Start of Excerpt provided

Difficult Customer Conversations, Part 3

Situation: Customer shopping at the store for the first time.
Talking points: Ask about their experience. Get their thoughts on our products. Describe how things were so much better before we had to stop all the fun stuff, like sampling products. Since the Demo Station is closed, explain that we can’t prepare food for them in the store, but that you would be pleased to prepare a meal for them at your place, but not on the first visit because that would be inappropriate. Give them one of your Crew Contact cards and invite them to call or text 24/7. If you are willing to travel to them, let them know. Find out if they are into massage or traditional Japanese music in advance of your meeting to avoid any awkward situations.

Situation: Customer wants to see same product with different expiration date options before deciding to buy.
Talking points: You carry a marker for a reason. Use it.

Situation: Ice buildup on walls of freezers in store.
Talking points: Call regional manager to discuss abatement options and timeline. Make it clear you are willing to adjust your schedule to meet with him in person, and that you are willing to travel halfway as long as mileage is reimbursed.

Situation: Customer traveled for 25 minutes to get to this, their favorite store.
Talking points: At the end of the transaction give the customer a Diehard sticker, and if they do not yet have a Diehard Rank Card then provide them with one. Explain that when they fill it up with 10 Diehard stickers they can redeem the card for a new Diehard Rank Card, which they can also fill with stickers as they earn them. Invite the customer, at their convenience, to consider how blessed their life is.

Difficult Customer Conversations, Part 2

Situation: Shopping cart left outside corral in parking lot.
Talking points: Nobody is near, so nobody can hear you. Try mumbling under your breath. Assert that this kind of bullshit never happens in Canada. Then reflect on the fact that this kind of bullshit happens constantly as a part of daily shopping life in many parts of the country, and people seem to deal with it just fine. Consider your privilege. That said, enjoy a little time to yourself as you calm down. Have a smoke or whatever. Just chill, man.

Situation: Shopping cart left at register after purchase while customer walks away.
Talking points: If you have already given notice and it is your last day working at the store, you should yell after them as they walk away, “Oh, that’s fine I’ll take your cart out of the store since you are too lazy and stupid to know that our Cart Vaporizer is broken and it doesn’t just disappear when you leave it behind! That is 100% not a problem!” If it is NOT your last day, then make eye contact with a coworker instead, and send silent telepathic hate vibrations for them to empathize with.

Situation: Customer searching for product recommended by friend.

End of Excerpt provided
Start of Source data

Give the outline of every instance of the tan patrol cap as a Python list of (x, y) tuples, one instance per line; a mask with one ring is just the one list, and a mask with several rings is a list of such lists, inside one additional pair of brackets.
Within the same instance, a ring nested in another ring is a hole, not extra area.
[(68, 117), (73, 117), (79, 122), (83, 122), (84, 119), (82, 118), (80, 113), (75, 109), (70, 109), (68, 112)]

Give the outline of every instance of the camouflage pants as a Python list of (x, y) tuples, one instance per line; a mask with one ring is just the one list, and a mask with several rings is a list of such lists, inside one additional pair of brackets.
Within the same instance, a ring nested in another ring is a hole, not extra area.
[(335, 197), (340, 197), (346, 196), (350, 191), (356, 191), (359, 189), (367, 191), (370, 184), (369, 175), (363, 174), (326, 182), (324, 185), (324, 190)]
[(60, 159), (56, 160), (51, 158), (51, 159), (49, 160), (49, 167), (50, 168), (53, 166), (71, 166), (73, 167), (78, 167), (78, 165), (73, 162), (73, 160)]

End of Source data

### Task item A
In the Difficult Customer Conversations text, how many Diehard stickers fill a Diehard Rank Card?
### Task item B
Say whether each statement agrees with the Difficult Customer Conversations text, and quote the deciding words: (i) The Demo Station is closed. (ii) The Cart Vaporizer is in working order. (iii) For ice buildup on the walls of freezers, the text advises calling the regional manager.
The data is separate from the Difficult Customer Conversations text.

### Task response A
10 Diehard stickers.

### Task response B
(i) Yes: "Since the Demo Station is closed"
(ii) No: "our Cart Vaporizer is broken"
(iii) Yes: "Call regional manager to discuss abatement options and timeline."